Work to complete: Starting at the line that contains "If you could spot the tomato half", reproduce the entries below word for word, continuing to the end of the entries.

Data to process:
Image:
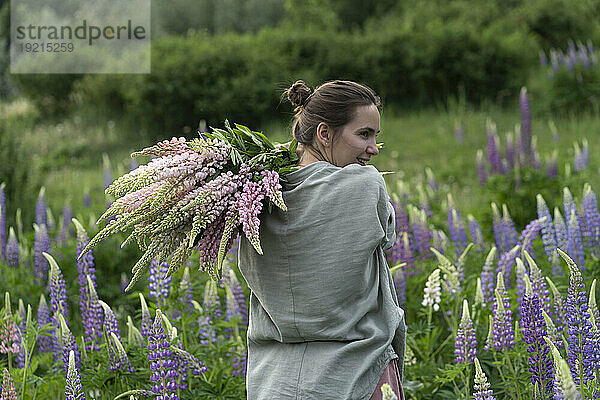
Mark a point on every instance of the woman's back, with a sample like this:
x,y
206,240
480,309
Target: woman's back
x,y
324,319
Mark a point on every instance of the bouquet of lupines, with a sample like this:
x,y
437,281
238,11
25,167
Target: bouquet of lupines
x,y
197,195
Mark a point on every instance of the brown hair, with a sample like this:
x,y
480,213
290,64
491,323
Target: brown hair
x,y
333,102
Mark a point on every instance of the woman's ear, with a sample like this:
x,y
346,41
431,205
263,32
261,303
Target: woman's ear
x,y
324,134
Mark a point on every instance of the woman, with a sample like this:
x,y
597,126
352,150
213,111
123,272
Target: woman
x,y
324,318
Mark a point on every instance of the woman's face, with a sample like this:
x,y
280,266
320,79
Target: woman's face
x,y
356,143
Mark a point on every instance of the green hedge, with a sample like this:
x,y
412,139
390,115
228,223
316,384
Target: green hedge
x,y
417,56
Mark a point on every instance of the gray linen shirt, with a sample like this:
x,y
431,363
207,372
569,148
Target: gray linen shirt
x,y
324,317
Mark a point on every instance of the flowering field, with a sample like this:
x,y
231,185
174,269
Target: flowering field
x,y
493,308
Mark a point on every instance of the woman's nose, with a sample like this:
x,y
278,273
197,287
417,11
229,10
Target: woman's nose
x,y
372,147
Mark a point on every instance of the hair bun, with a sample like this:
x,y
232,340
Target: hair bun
x,y
298,93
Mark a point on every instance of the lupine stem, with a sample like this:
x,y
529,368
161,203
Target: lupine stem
x,y
512,370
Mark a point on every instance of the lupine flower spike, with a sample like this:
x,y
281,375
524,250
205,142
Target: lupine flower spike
x,y
465,348
593,307
12,249
161,364
533,329
2,222
73,388
433,291
487,276
538,283
584,354
8,387
564,385
69,345
481,389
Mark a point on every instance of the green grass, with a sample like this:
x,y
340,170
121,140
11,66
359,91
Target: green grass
x,y
69,151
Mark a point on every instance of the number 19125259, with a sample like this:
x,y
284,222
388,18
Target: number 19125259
x,y
37,47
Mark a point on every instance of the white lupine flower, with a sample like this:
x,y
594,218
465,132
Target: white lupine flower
x,y
433,291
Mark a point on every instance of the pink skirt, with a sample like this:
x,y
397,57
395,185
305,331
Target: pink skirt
x,y
391,376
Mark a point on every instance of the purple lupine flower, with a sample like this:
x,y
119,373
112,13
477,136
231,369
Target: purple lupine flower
x,y
2,221
146,317
511,237
9,339
465,347
185,290
558,306
185,363
421,233
41,216
488,277
498,225
8,387
400,286
457,230
525,125
583,354
211,299
73,388
510,151
585,153
57,289
65,230
476,233
110,320
568,205
543,59
533,329
406,253
240,362
560,228
538,283
12,249
506,262
503,335
529,234
159,284
423,201
521,274
164,374
68,345
41,245
574,244
481,171
20,358
459,133
206,331
548,235
593,307
431,181
107,172
481,389
578,160
45,343
494,157
92,318
552,166
90,308
118,359
589,206
87,200
439,241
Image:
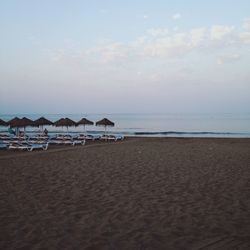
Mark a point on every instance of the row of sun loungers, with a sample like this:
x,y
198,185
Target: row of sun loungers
x,y
42,142
28,146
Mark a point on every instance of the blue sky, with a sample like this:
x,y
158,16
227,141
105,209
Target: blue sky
x,y
124,56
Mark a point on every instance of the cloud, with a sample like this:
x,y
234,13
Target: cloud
x,y
176,16
246,23
157,32
162,43
228,59
197,36
245,37
218,32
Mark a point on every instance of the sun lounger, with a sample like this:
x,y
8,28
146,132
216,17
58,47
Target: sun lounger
x,y
112,137
3,145
67,142
27,146
92,137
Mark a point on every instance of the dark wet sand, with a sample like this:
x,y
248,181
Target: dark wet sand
x,y
142,193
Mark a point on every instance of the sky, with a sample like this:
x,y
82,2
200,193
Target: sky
x,y
131,56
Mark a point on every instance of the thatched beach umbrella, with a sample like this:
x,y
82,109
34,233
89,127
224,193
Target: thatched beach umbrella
x,y
21,123
106,123
42,122
85,122
3,123
12,121
65,122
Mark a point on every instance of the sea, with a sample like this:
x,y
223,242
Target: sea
x,y
153,125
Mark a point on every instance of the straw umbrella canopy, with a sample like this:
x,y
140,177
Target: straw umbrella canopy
x,y
21,123
65,122
85,122
13,121
3,123
106,123
42,122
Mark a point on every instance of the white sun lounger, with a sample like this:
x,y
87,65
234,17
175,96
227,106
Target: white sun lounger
x,y
112,137
92,137
28,146
67,142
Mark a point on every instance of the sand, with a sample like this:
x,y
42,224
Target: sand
x,y
141,193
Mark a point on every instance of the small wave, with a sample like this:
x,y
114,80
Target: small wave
x,y
190,133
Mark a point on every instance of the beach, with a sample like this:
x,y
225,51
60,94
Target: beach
x,y
140,193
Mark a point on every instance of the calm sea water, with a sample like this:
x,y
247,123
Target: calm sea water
x,y
188,125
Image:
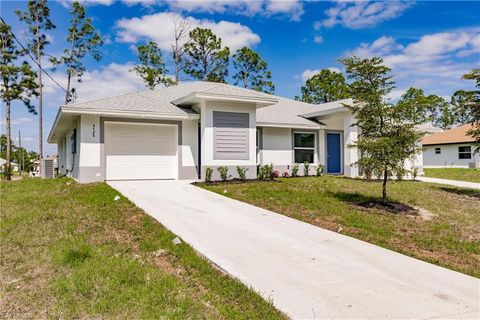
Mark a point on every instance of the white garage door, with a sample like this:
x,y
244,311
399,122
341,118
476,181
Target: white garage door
x,y
140,151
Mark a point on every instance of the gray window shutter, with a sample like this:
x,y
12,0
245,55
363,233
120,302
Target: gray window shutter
x,y
230,135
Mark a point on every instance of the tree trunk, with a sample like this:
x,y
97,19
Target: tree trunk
x,y
384,186
8,167
40,101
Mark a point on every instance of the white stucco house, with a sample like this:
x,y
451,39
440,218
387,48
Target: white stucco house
x,y
452,148
178,131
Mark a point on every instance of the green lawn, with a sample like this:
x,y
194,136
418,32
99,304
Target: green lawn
x,y
472,175
450,239
71,251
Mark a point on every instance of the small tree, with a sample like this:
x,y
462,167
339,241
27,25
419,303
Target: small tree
x,y
205,58
388,134
251,71
83,39
152,66
325,86
474,106
18,83
37,17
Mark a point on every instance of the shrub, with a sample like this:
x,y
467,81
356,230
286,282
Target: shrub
x,y
223,173
319,170
266,172
242,173
260,173
295,170
208,174
306,168
269,171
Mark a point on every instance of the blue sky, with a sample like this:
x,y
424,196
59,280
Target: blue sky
x,y
428,44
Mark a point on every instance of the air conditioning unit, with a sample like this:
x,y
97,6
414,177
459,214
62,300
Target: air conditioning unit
x,y
48,168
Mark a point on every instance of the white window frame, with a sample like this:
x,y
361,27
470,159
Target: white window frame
x,y
314,148
465,152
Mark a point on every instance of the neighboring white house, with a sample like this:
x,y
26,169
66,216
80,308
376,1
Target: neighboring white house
x,y
179,131
451,148
13,165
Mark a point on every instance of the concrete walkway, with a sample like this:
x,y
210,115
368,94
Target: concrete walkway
x,y
455,183
308,272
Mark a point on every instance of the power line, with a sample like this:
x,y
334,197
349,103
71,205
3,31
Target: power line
x,y
33,59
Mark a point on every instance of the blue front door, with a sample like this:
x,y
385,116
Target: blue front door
x,y
334,159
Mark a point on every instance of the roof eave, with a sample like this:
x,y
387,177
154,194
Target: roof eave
x,y
289,125
185,116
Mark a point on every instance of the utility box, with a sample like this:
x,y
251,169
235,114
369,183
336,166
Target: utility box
x,y
48,169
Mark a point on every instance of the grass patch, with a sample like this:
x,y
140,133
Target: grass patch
x,y
71,251
460,174
450,239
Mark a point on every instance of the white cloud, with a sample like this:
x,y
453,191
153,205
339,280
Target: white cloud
x,y
67,3
142,2
113,79
361,14
291,8
160,28
334,69
318,39
308,73
431,61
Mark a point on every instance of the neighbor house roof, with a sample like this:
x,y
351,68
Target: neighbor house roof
x,y
454,135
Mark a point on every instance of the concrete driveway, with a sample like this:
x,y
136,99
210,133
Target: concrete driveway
x,y
308,272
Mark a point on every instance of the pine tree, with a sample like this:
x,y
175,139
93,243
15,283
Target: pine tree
x,y
325,86
152,66
251,71
37,17
83,40
18,83
206,60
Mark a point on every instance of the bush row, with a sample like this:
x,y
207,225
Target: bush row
x,y
264,172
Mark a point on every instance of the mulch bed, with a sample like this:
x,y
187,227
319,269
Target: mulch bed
x,y
231,181
390,207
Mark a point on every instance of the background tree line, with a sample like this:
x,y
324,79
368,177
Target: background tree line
x,y
200,55
19,80
327,86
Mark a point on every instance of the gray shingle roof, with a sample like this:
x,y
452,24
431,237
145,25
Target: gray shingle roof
x,y
285,111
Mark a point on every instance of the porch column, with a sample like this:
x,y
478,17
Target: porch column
x,y
350,135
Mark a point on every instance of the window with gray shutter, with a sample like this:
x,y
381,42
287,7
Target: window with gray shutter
x,y
230,135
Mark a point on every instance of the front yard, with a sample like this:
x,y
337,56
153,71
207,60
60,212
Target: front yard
x,y
447,233
72,251
461,174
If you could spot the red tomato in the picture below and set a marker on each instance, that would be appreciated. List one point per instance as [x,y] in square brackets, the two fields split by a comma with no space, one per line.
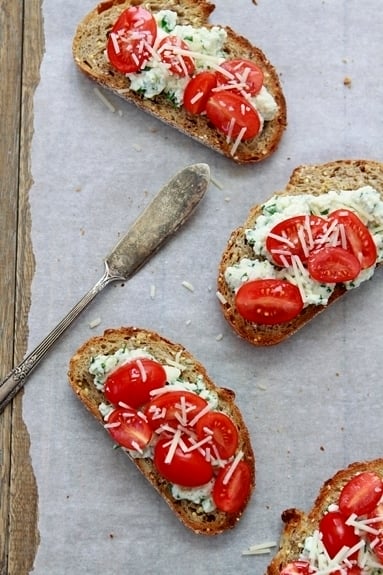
[361,494]
[198,90]
[128,429]
[173,407]
[133,32]
[223,431]
[188,469]
[241,75]
[335,532]
[299,567]
[268,301]
[231,496]
[132,382]
[358,236]
[378,525]
[170,49]
[232,115]
[294,236]
[333,265]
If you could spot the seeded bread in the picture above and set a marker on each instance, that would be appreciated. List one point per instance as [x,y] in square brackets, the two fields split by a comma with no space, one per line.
[163,350]
[88,50]
[314,179]
[298,525]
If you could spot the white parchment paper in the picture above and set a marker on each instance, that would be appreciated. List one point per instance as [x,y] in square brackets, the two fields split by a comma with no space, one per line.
[313,404]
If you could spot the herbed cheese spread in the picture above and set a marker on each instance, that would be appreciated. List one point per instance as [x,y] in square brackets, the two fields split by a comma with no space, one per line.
[366,202]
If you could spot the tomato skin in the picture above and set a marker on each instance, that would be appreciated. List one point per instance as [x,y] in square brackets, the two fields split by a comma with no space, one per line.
[244,71]
[178,65]
[335,532]
[268,301]
[166,407]
[230,113]
[232,496]
[125,384]
[333,265]
[201,84]
[310,227]
[298,567]
[186,469]
[224,432]
[359,238]
[133,27]
[132,430]
[361,494]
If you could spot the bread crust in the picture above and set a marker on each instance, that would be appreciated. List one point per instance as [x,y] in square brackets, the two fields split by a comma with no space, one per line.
[88,52]
[305,179]
[81,381]
[297,524]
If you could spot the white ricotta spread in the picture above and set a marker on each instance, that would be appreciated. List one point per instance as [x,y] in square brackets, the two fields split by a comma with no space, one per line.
[207,49]
[365,201]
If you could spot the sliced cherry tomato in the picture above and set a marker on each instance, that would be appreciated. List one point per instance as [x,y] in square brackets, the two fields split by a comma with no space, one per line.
[198,91]
[230,496]
[174,407]
[185,468]
[222,430]
[299,567]
[242,75]
[132,382]
[128,429]
[358,236]
[378,526]
[268,301]
[171,51]
[335,532]
[333,265]
[361,494]
[128,42]
[294,236]
[233,115]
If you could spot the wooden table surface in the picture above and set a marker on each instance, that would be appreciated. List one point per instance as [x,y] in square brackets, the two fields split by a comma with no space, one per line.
[21,49]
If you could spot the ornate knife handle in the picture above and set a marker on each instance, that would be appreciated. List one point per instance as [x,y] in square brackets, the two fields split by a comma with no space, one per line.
[15,380]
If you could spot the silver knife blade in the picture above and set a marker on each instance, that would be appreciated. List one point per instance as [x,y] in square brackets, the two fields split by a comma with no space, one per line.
[169,209]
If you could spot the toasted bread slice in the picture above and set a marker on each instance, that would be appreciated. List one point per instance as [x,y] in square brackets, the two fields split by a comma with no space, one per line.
[191,514]
[299,525]
[89,45]
[312,179]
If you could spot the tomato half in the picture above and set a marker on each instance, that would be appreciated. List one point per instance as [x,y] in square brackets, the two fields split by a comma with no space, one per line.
[242,75]
[128,429]
[333,265]
[268,301]
[358,236]
[198,90]
[174,407]
[171,51]
[188,469]
[231,496]
[127,47]
[361,494]
[335,532]
[222,430]
[377,525]
[132,382]
[232,115]
[294,236]
[298,567]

Exercise answer:
If you could spot the tomato half in the picture above and set a marker on each instance, that would be appreciated. List one point per instance as [x,y] in square brackets, the two fields split by a comma with no space, one per line.
[242,75]
[128,429]
[333,265]
[268,301]
[358,236]
[198,90]
[174,407]
[171,51]
[188,469]
[231,496]
[127,47]
[361,494]
[335,532]
[222,430]
[377,525]
[132,382]
[232,115]
[294,236]
[298,567]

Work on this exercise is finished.